- Short exercise:
Only the lines from the one containing "Identify each instance of the blue" through the end of the data below should be copied, each exactly as written and with both ends kept.

** START OF Extracted records **

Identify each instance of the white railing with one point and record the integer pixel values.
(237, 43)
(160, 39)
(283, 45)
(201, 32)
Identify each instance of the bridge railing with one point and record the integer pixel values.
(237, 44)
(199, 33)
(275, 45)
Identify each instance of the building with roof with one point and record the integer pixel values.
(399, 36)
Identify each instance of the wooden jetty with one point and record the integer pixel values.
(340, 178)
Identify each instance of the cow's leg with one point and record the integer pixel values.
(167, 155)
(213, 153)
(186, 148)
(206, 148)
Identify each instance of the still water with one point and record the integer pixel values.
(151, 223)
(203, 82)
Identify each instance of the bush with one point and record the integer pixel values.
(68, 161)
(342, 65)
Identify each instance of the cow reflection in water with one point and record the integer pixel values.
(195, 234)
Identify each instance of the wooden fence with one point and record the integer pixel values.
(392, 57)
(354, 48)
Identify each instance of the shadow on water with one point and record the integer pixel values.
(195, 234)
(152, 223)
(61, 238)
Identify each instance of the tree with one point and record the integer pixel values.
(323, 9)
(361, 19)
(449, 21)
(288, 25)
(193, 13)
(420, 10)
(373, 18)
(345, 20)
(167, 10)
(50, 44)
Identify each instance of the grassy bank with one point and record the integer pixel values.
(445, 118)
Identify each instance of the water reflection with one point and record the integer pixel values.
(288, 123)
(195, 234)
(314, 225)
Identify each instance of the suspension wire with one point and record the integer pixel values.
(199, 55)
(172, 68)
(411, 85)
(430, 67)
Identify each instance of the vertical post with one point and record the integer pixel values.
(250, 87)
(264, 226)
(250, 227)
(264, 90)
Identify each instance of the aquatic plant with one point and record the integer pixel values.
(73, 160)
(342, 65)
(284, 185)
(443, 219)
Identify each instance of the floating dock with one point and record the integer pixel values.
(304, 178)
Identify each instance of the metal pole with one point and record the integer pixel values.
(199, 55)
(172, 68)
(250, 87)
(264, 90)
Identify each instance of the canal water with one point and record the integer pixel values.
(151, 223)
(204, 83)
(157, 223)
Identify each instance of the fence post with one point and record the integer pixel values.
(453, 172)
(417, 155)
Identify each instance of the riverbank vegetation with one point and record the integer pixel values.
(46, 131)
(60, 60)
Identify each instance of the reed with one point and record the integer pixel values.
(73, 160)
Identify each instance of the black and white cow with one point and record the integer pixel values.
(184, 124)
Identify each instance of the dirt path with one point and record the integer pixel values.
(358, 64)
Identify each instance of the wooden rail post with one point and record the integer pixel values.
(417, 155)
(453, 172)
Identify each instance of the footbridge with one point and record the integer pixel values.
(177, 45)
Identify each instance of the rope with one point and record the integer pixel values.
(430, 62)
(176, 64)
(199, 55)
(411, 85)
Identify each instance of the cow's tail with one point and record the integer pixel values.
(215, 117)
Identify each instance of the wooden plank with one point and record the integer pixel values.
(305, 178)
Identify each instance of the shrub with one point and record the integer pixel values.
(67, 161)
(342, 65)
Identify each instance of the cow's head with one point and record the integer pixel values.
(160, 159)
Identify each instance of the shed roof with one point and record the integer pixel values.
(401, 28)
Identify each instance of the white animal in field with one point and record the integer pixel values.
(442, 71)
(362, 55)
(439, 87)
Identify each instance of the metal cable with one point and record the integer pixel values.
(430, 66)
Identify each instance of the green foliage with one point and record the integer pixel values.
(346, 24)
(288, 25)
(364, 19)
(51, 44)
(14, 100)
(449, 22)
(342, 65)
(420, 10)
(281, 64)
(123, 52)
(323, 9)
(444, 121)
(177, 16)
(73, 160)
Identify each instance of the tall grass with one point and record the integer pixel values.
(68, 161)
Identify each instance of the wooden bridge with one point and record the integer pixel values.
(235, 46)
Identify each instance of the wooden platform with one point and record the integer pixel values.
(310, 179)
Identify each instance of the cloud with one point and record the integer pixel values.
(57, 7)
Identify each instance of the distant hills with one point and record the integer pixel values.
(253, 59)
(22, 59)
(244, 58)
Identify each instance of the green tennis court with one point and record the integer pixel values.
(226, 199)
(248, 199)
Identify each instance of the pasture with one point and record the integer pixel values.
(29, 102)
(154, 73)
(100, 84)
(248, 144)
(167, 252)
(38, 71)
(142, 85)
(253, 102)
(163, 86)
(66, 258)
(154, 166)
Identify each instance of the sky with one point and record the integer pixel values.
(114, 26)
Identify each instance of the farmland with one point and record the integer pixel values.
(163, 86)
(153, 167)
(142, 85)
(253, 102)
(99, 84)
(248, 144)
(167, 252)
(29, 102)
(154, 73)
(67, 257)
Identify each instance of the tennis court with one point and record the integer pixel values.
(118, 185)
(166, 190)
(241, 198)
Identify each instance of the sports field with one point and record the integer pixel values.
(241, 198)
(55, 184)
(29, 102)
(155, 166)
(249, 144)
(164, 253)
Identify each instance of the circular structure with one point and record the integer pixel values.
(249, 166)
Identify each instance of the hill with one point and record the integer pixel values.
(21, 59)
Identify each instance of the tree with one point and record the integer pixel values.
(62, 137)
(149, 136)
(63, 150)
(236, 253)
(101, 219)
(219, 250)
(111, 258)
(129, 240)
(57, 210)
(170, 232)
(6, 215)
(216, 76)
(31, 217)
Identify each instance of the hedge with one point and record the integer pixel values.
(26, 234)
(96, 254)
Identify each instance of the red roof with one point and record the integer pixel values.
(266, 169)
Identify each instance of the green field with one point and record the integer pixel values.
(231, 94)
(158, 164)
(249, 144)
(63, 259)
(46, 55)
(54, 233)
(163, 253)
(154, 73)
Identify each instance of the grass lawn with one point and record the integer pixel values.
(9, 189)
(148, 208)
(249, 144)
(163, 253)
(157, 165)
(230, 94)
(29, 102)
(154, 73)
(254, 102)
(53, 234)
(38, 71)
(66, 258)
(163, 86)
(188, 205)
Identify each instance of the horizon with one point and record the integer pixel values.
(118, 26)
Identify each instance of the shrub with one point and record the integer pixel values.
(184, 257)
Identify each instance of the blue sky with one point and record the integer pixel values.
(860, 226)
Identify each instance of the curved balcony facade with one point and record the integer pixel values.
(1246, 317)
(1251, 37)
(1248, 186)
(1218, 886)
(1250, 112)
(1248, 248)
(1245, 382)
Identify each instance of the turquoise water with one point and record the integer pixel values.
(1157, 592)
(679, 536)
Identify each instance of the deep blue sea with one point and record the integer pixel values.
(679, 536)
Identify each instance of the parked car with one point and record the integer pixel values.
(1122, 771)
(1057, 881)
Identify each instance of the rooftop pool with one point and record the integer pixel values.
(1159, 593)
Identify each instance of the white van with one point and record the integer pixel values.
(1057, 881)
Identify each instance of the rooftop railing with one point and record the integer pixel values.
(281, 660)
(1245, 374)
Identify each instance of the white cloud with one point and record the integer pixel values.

** END OF Extracted records **

- Right answer:
Identify each instance of the blue sky with one point and record the integer pixel values.
(860, 226)
Identify each instance of the curved balcony facade with one point and record the integer pixel values.
(1246, 317)
(1251, 37)
(1248, 186)
(1218, 886)
(1250, 112)
(1248, 248)
(1245, 382)
Identify each instance of the turquoise water with one point and record the integer pixel values.
(1157, 592)
(679, 536)
Identify each instance of the deep blue sea with one point and record the integer pixel values.
(679, 536)
Identify each instance of the parked car with one point and record the integer pixel values.
(1122, 771)
(1057, 881)
Identify each instance of the rooftop pool with one point and record the integer pixel values.
(1159, 593)
Identify each instance of the white van with one point and record the integer pixel values.
(1057, 881)
Identify each instance of the rooftop railing with one point and record the integer pixel values.
(281, 660)
(1245, 374)
Identify each instance of the white cloud with one point and record the integer pixel values.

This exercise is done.